Barbidoesmiami

How to Stay Sane in the City of No Shame


1 Comment

Is it Me?

Stupid Model illustrations_

I’ve been a bit blue.

And I haven’t been very nice.

The agent of our house texted me this – you aren’t being very nice – after I asked him whether he leaves his car running in his driveway overnight. He had just told me that the AC is like my car and if I don’t keep it running all the time it breaks. (The AC had broken.)

Then a friend asked in an e-mail if I was OK, because I wasn’t usually like this. This was after I got upset that a book launch party for the latest book I’d created had been planned when I’m elsewhere (she’d also described me to the party planner as “the … wife”).  I answered that, yes, I am usually like this – Barbara de Vries, the designer and producer, who would like to attend the book’s party. She wrote back that she didn’t need my resume. Then she asked me if I was OK.

There were two other friends in the last month who didn’t like my reaction to, what I perceived as, their unsupportive behavior.

When it adds up to four in four weeks, that’s one a week, maybe I need to take a look at myself. Maybe I’m really not usually like this. Maybe I’m usually like whatever. Like happy. Like smiling. Like loving. Maybe I’m becoming different from how I’m perceived or maybe I’m really not very nice. Maybe I have just been pretending that I’m nice. Maybe I just want to be liked, but in the end I’m not likable at all. And so it goes in my head. And thus I’m a bit blue.

 I think I’m blue because, by thinking all those thoughts, I’m not being supportive of myself. And then my Dutch Calvinist voice says, who gives a fuck what you think of yourself, stop being indulgent.

 I’m gonna ignore him for a minute. Because I’m on to something. As a mother and a wife and a partner in our studio, I expect from myself that I’m 100% supportive in all those roles. I support my daughters and my husband emotionally, physically and nutrionally. I support the company creatively and intellectually. I expect from myself that I can solve everyone’s problems as well as make the oceans free from plastic pollution.

But I’ve forgotten about leaving just a tiny bit of support for myself. And maybe thats where it all starts. But what does this support look like? There are women who go shopping, have their hair and nails done, have massages and meditate as part of their inner support system. I actually get irritable doing these things. Some take vacations or go running. I like swimming, but not really yoga, although I should do it. It would be very supportive if I could get into yoga and also self -hypnotizing. Like just an hour a day. I love being with a bestie girlfriend, talking women’s stuff, hanging in the knowledge that I’m not so unique in trying to do it all and getting pissy in the process. Sometimes we bitch about the women in our lives who are not supportive of other women. Even the press picked up on that concept after Hillary lost.

Set task 1:
In the blog post, what did the agent of the house compare the AC to?
The text and the records come from unrelated sources.

Entries:
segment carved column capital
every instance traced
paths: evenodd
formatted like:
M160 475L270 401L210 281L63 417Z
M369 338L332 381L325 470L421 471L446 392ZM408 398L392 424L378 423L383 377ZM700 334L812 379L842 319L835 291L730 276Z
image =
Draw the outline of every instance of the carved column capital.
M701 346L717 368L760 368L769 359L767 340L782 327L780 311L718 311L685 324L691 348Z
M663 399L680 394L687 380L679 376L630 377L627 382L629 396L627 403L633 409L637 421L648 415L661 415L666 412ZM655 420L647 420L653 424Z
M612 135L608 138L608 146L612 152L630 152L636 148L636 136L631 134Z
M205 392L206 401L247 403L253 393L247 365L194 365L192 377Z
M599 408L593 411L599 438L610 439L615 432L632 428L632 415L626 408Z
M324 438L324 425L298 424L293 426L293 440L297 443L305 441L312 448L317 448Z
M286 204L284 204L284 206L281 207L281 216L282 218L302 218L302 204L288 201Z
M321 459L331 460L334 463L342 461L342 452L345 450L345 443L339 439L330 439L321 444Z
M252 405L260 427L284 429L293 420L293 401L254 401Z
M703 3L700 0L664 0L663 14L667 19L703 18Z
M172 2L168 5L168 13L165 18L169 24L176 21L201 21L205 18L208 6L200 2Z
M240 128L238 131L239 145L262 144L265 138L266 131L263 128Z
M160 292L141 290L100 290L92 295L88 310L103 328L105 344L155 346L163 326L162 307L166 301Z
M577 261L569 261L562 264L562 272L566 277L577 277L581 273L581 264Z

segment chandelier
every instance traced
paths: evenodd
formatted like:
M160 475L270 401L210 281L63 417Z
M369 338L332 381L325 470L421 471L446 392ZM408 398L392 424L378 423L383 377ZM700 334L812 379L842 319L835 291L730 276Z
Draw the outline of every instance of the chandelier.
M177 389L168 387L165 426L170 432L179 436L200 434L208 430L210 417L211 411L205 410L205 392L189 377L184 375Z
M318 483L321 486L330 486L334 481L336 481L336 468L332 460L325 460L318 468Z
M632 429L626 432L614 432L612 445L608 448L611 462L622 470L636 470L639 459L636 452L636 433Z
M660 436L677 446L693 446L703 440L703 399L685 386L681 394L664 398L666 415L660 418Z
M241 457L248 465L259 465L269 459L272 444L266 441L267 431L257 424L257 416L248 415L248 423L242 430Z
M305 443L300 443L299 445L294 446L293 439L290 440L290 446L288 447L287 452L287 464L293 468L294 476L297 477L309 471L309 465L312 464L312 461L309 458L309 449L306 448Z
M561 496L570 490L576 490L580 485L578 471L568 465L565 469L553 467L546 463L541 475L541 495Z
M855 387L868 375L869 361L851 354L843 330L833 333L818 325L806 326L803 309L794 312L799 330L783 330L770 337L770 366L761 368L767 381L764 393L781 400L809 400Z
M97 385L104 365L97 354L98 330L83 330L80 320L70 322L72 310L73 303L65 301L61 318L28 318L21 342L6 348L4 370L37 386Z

Set task 2:
Update the records from their first line through the line containing "M324 438L324 425L298", replacing "carved column capital" with "ornate column capital" and leaving everything else unchanged.

Full response 1:
He said the AC is like the author's car: if it is not kept running all the time, it breaks.

Full response 2:
segment ornate column capital
every instance traced
paths: evenodd
formatted like:
M160 475L270 401L210 281L63 417Z
M369 338L332 381L325 470L421 471L446 392ZM408 398L392 424L378 423L383 377ZM700 334L812 379L842 319L835 291L730 276Z
image =
Draw the outline of every instance of the ornate column capital.
M701 346L717 368L760 368L769 359L767 340L782 327L780 311L718 311L685 324L691 348Z
M663 399L680 394L687 380L679 376L630 377L627 382L629 396L627 403L633 409L637 421L648 415L661 415L666 412ZM655 420L647 420L653 424Z
M612 135L608 138L608 146L612 152L630 152L636 148L636 136L631 134Z
M205 392L206 401L247 403L253 393L247 365L194 365L192 377Z
M599 408L593 411L599 438L610 439L615 432L632 428L632 415L626 408Z
M324 438L324 425L298 424L293 426L293 440L297 443L305 441L312 448L317 448Z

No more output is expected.